- Stated task:
Begin at the line containing "Tag one point on each instance of the arched" and give again every line to the end of the records, exactly, without the pictures.

- Given data:
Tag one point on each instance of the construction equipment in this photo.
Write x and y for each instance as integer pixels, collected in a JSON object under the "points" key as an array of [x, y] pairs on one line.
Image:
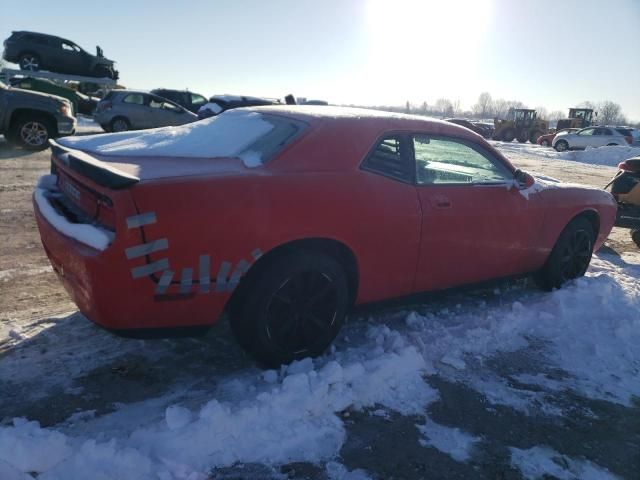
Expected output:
{"points": [[522, 124], [578, 118]]}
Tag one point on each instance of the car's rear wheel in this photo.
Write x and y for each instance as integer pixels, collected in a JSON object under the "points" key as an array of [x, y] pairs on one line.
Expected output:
{"points": [[570, 256], [562, 146], [32, 132], [293, 307], [29, 61], [508, 135], [119, 124]]}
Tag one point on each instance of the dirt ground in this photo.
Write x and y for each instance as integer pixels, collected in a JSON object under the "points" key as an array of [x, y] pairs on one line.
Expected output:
{"points": [[34, 306]]}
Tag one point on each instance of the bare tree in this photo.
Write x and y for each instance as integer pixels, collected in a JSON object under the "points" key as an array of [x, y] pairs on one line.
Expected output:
{"points": [[444, 107], [485, 106], [610, 113], [500, 108]]}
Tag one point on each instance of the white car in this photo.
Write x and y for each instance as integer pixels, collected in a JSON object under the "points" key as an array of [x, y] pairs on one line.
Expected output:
{"points": [[589, 137]]}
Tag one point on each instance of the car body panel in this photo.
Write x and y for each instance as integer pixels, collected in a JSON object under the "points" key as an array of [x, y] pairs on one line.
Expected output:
{"points": [[151, 113], [212, 226], [56, 54]]}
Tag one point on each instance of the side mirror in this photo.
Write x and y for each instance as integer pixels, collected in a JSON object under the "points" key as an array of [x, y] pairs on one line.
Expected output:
{"points": [[524, 179]]}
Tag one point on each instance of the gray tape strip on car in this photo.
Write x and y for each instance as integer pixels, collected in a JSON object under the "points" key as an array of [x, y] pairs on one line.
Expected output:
{"points": [[221, 279], [150, 268], [142, 219], [204, 268], [241, 269], [164, 282], [186, 280], [146, 248]]}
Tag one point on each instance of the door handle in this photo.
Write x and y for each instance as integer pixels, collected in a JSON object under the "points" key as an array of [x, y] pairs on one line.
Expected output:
{"points": [[441, 201]]}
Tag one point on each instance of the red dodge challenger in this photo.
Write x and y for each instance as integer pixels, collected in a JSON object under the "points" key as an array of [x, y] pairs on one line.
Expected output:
{"points": [[286, 216]]}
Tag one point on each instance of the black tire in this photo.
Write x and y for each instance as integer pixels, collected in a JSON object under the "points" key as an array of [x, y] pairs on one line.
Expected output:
{"points": [[570, 256], [292, 307], [32, 132], [508, 135], [523, 136], [533, 136], [30, 62], [562, 146], [119, 124]]}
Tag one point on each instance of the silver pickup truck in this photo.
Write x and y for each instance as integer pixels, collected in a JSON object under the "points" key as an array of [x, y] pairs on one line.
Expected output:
{"points": [[30, 119]]}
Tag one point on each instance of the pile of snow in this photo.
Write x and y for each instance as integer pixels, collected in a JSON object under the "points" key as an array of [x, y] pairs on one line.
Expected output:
{"points": [[590, 330], [227, 135], [279, 417], [606, 156], [91, 235], [452, 441], [542, 462]]}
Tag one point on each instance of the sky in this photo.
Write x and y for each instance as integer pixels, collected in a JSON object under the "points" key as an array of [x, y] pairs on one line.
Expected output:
{"points": [[548, 53]]}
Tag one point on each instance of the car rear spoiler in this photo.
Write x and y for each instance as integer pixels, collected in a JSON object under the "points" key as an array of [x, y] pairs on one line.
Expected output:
{"points": [[100, 172]]}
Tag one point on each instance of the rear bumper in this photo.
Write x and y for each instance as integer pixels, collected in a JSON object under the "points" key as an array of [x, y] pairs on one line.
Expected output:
{"points": [[101, 284]]}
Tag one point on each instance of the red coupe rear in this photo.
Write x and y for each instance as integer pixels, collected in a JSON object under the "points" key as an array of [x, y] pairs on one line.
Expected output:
{"points": [[287, 216]]}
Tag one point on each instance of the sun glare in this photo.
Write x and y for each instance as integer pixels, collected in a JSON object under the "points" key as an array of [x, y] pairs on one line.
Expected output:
{"points": [[424, 46]]}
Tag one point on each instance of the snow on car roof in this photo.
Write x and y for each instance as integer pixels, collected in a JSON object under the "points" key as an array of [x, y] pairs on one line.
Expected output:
{"points": [[226, 135]]}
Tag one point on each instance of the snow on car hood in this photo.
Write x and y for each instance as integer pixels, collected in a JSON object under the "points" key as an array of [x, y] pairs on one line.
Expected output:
{"points": [[227, 135]]}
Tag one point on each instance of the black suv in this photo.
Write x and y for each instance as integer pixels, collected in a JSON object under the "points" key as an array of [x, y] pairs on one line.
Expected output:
{"points": [[189, 100], [38, 51]]}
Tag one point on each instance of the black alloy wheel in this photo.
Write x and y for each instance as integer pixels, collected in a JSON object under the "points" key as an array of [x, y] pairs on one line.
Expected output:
{"points": [[303, 309]]}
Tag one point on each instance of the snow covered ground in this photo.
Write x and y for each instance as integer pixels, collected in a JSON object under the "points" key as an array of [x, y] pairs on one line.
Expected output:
{"points": [[508, 382]]}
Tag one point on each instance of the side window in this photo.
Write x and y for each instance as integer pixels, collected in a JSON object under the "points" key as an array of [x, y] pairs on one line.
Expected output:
{"points": [[390, 157], [197, 100], [135, 98], [155, 102], [450, 161]]}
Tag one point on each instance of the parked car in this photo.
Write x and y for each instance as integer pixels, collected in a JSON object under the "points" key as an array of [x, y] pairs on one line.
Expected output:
{"points": [[30, 119], [547, 139], [81, 103], [285, 217], [39, 51], [589, 137], [630, 134], [189, 100], [221, 103], [473, 126], [122, 110]]}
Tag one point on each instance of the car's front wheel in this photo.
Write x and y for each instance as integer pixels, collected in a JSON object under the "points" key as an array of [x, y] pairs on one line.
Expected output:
{"points": [[29, 61], [32, 132], [562, 146], [570, 256], [292, 307]]}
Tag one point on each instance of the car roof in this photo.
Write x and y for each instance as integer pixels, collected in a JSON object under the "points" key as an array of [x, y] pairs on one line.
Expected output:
{"points": [[376, 119]]}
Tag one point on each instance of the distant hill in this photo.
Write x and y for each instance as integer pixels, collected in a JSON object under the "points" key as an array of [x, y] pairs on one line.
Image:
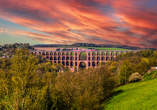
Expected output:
{"points": [[135, 96], [92, 45]]}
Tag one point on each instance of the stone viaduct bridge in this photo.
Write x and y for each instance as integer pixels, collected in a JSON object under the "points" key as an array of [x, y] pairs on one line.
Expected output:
{"points": [[73, 58]]}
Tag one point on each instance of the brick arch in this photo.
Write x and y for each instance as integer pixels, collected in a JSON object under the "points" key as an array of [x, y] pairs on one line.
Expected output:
{"points": [[84, 57], [99, 56]]}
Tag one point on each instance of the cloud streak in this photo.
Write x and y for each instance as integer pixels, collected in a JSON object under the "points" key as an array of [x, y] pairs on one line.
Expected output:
{"points": [[95, 21]]}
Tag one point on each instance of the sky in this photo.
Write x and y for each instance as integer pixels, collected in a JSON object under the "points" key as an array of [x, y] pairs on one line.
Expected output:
{"points": [[119, 22]]}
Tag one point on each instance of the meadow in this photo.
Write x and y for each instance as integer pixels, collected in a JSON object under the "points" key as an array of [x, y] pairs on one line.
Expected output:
{"points": [[134, 96], [107, 49]]}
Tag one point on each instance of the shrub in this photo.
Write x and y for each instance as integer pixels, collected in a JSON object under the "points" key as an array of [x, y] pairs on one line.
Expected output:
{"points": [[135, 77], [150, 75]]}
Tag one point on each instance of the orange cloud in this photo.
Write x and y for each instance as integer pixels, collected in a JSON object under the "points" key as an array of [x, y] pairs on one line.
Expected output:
{"points": [[128, 22]]}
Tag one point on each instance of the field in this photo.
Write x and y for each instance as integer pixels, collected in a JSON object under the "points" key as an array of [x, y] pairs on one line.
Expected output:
{"points": [[107, 49], [135, 96], [99, 48]]}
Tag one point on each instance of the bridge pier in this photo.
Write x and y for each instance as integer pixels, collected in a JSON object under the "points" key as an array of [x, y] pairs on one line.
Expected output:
{"points": [[93, 57]]}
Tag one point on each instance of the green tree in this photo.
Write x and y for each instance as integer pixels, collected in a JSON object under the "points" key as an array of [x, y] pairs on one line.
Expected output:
{"points": [[21, 92]]}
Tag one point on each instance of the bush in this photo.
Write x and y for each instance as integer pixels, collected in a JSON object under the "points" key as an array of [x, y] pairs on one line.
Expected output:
{"points": [[135, 77], [151, 75]]}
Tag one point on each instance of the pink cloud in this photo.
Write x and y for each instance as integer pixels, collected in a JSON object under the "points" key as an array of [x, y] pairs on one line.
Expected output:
{"points": [[95, 21]]}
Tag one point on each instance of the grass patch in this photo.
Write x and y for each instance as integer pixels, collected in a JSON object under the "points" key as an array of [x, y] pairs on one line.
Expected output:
{"points": [[151, 75], [107, 49], [135, 96]]}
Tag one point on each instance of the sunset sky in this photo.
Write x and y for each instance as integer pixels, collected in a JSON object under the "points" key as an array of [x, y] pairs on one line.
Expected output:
{"points": [[126, 22]]}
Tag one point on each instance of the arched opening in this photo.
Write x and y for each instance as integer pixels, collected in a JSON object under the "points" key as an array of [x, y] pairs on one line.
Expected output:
{"points": [[75, 63], [43, 53], [108, 53], [59, 53], [98, 53], [63, 63], [71, 63], [93, 64], [103, 58], [67, 53], [82, 65], [89, 64], [83, 56], [47, 53], [71, 58], [51, 58], [59, 58], [103, 53], [55, 53], [63, 53], [63, 58], [112, 53], [55, 58], [112, 58], [67, 58], [93, 58], [47, 57], [107, 58], [67, 63], [72, 53], [94, 53], [117, 53]]}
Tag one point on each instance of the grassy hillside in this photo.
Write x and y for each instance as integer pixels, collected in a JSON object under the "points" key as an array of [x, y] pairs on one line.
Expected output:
{"points": [[106, 49], [135, 96]]}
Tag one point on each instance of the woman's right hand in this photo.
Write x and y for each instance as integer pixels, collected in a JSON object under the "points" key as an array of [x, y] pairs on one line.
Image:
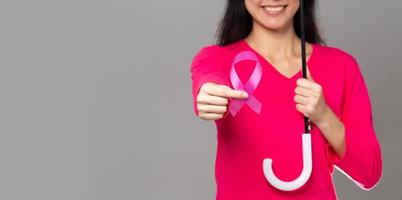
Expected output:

- Expected answer:
Tag one point on each instance of the arched opening in this photo.
Write x and y for each instance as integer pixels, collected in a JSON object under the "points" key as an array of [x, y] pairs on one line.
Expected output:
{"points": [[75, 63], [43, 53], [108, 53], [59, 53], [98, 53], [63, 63], [71, 63], [93, 64], [103, 58], [67, 53], [82, 65], [89, 64], [83, 56], [47, 53], [71, 58], [51, 58], [59, 58], [103, 53], [55, 53], [63, 53], [63, 58], [112, 53], [55, 58], [112, 58], [67, 58], [93, 58], [47, 57], [107, 58], [67, 63], [72, 53], [94, 53], [117, 53]]}
Tag one point on each instance of the grassy hillside in this photo.
Write x and y for each instance as integer pixels, collected in a JSON object under the "points" key as an array of [x, y] pairs on one line.
Expected output:
{"points": [[106, 49], [135, 96]]}
Tag one point on each instance of the woman's right hand in this photo.
Write x and y for each instance as integer pixels, collected in a JSON object under the "points" key as an array of [x, y] pairs on one line.
Image:
Expected output:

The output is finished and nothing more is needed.